> _TEXTE_
┄┄┄┄┄┄┄┄┄┄

Ne vous amassez pas de trésors sur la terre, où les vers et la rouille détruisent et où les voleurs fracturent pour voler. Amassez-vous plutôt des trésors dans le ciel, là où ni vers ni rouille ne détruisent et où les voleurs ne fracturent ni ne volent. Car là où est ton trésor, là aussi sera ton cœur.

Matthieu 6, 19-21  (traduction LSG) 

lob 300522 11. « Amassez-vous des trésors dans le ciel ! »

Qu’est-ce qu’un trésor dans le ciel ? Et pourquoi faudrait-il en amasser ?  Voilà les deux questions que j’aimerai méditer avec vous ce matin. Deux questions simples, de bon sens, mais qui je l’espère nous aideront vivre la traversée de notre vie  en savourant ce qui en fait le sel et le miel.  

2. Commençons par nous arrêter auprès du mot « trésor ». 

Bien sûr dans les Écritures bibliques, le mot hébreu « ozar » qui veut dire trésor, fait référence, comme dans notre langue quotidienne, à un amas d’or, à des sommes d’argents considérables, qui doivent être protégées de la convoitise, généralement en les cachant ou en les mettant dans des endroits sûrs. 

Et parce qu’on cache le trésor, il se peut qu’on perde l’accès à l’endroit exact où il est enfoui.  Donc, il se peut aussi que par hasard, un jour on tombe sur un trésor qui avait été caché par d’autres et qui a été oublié. Ainsi, le mot trésor est associé à cette idée de cachette, mais aussi à celle d’« heureuse surprise ». 

Toujours dans les Écritures bibliques, ce même mot désigne également des granges (Joël 1,17) ou des réserves de vivre (1 Ch 27,25). Autrement dit de ces endroits où l’on stocke des provisions comme le blé, l’huile ou le vin afin d’avoir une poire pour la soif lors des saisons creuses ou les sécheresses. 

Par son abondance, le trésor est donc une sorte de réservoir dans lequel je peux aller puiser pour avoir les ressources nécessaires pour traverser les moments creux. 

En continuant notre exploration biblique, nous découvrons que ce même mot ne fait pas que référence à des biens tangibles, à des espères sonnantes et trébuchantes. Le trésor n’est pas que quelque chose de matériel.La sagesse (Pr 2,4), le respect de Dieu (Es 33,6) ou un ami bon (Si 6,14) sont qualifiés de trésor. 

Car quand notre esprit est éclairé par la lumière qui rayonne de la sagesse ou du respect de Dieu, quand un ami nous permet d’avoir avec lui une bonne discussion, c’est comme si nous avions à notre disposition une ressource précieuse qui nous aide à mieux discerner les enjeux d’une situation et à prendre une décision juste. 

Donc, quand les écritures parlent de trésor, elles parlent tout à la fois : 

  • d’une richesse enfouie que l’on découvre par hasard
  • d’un réservoir abondant
  • d’une ressource immatérielle

3. Grâce à ces diverses évocations, nous pouvons mieux percevoir le sens de cette expression « un trésor dans le ciel ».

┄┄┄┄┄┄┄┄┄┄

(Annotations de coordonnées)
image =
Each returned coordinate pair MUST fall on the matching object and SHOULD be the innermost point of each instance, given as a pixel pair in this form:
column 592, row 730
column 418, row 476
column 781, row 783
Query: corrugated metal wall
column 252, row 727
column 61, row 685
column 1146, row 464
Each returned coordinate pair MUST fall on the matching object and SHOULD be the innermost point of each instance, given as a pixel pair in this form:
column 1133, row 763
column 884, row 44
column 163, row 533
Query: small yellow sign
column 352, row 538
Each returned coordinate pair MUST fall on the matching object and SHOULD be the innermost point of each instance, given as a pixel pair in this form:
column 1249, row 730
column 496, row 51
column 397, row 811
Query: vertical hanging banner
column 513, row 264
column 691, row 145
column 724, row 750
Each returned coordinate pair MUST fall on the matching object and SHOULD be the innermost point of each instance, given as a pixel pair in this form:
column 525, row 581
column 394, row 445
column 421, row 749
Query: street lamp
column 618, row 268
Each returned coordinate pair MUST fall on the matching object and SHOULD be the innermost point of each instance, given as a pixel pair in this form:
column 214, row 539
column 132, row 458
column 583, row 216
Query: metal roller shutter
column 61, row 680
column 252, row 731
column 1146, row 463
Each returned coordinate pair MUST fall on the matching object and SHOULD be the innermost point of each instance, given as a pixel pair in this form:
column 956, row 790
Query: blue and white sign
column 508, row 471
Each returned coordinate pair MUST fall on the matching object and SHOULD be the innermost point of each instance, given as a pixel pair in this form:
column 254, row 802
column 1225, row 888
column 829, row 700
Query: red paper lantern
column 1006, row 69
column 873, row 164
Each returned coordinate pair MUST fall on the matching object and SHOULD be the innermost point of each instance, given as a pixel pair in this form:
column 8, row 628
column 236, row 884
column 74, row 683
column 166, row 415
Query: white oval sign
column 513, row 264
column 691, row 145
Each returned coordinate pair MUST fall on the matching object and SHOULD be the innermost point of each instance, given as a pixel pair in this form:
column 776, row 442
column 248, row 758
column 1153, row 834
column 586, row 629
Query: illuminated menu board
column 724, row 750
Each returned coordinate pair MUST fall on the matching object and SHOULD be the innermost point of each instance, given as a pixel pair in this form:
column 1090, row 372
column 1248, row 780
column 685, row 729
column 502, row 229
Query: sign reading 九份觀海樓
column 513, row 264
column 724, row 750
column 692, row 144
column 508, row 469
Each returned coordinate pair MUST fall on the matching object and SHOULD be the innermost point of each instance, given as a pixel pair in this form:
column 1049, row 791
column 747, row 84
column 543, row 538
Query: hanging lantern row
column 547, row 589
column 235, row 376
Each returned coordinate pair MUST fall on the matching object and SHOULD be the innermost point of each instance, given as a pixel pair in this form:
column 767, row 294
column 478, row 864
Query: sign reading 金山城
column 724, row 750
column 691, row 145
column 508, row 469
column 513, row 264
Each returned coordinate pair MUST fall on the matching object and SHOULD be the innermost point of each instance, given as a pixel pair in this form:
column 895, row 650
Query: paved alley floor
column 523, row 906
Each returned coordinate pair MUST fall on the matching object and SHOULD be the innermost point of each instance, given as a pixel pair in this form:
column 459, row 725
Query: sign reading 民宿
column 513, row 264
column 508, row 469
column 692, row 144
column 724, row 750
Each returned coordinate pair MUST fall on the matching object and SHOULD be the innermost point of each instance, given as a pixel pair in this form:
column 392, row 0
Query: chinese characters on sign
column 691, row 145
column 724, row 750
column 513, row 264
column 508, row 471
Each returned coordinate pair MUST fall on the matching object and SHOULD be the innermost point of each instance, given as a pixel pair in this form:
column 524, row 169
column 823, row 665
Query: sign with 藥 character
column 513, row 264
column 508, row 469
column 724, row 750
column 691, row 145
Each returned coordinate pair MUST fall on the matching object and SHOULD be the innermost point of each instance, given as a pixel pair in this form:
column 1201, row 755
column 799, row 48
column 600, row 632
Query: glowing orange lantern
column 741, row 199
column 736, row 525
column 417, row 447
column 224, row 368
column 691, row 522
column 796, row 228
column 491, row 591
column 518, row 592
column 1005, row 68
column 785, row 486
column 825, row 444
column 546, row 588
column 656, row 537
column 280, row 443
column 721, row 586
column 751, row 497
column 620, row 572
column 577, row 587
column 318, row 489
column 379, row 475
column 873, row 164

┄┄┄┄┄┄┄┄┄┄

> _CONSIGNE A_
Répondez à ces questions sur le texte consacré au trésor dans le ciel :
(i) Quel mot hébreu veut dire « trésor » ?
(ii) Quelles provisions stocke-t-on dans les granges et les réserves évoquées ?
(iii) Quelles trois réalités non matérielles sont qualifiées de trésor ?
> _CONSIGNE B_
Poursuivez le texte consacré au trésor dans le ciel à partir de sa dernière phrase.
Les lignes ne servent à rien pour ce travail.

> _RÉPONSE FINALE A_
(i) Le mot « ozar ».
(ii) Le blé, l'huile ou le vin.
(iii) La sagesse, le respect de Dieu et un ami bon.

> _RÉPONSE FINALE B_
Par le fait que le trésor dans le ciel est opposé au trésor sur la terre, nous comprenons  de suite que les écrivains bibliques veulent attirer notre attention non pas sur un bien concret et tangible, car à cela, l’expression « trésor sur la terre » aurait tout à fait suffit ;  mais qu’ils veulent attirer notre attention sur des ressources immatérielles. 

Quel genre de ressources immatérielles ?  

lob 300522 24. Juste avant de parler de « trésor dans le ciel », le texte biblique mentionne les pratiques de l’aumône, du jeûne et de la prière. Or ce détail n’est pas anodin. Si la mention de « trésor dans le ciel » se trouve à cette place-là, c’est parce que les écrivains bibliques veulent nous dire que le trésor, il est là, dans ces bonnes pratiques.

En pratiquant l’aumône, en vous exerçant au jeûne et à la prière, nous disent-il, vous emmagasinerez de précieuses expériences qui vous permettront de traverser l’existence en ne passant pas à côté de ce qui en fait le sel et le miel.

  • par aumône ici, il ne faut pas entendre une pratique condescendante, dégoulinante de bons sentiments, mais une disponibilité à se laisser arrêter et toucher par les besoins de l’autre aux prises avec la précarité ; par aumône, il nous faut entendre un geste franc et impliqué pour essayer de répondre concrètement à ces besoins.
  • par jeûne ici, il ne faut pas entendre des contraintes ascétiques qui nous seraient imposées de l’extérieur indépendamment de notre volonté, mais la pratique d'une sobriété qui nous ouvre à une autre qualité de relation aux autres et au milieu dans lequel nous vivons. 
  • par prière ici, il ne s’agit pas de réciter des formules liturgiques surannées, mais de nous ouvrir à un vis à vis plus grand que nous-même et d’engager avec ce vis à vis une conversation intime qui éveille et élève.

Qu’est-ce qu’un trésor dans le ciel ? C’est une bonne pratique !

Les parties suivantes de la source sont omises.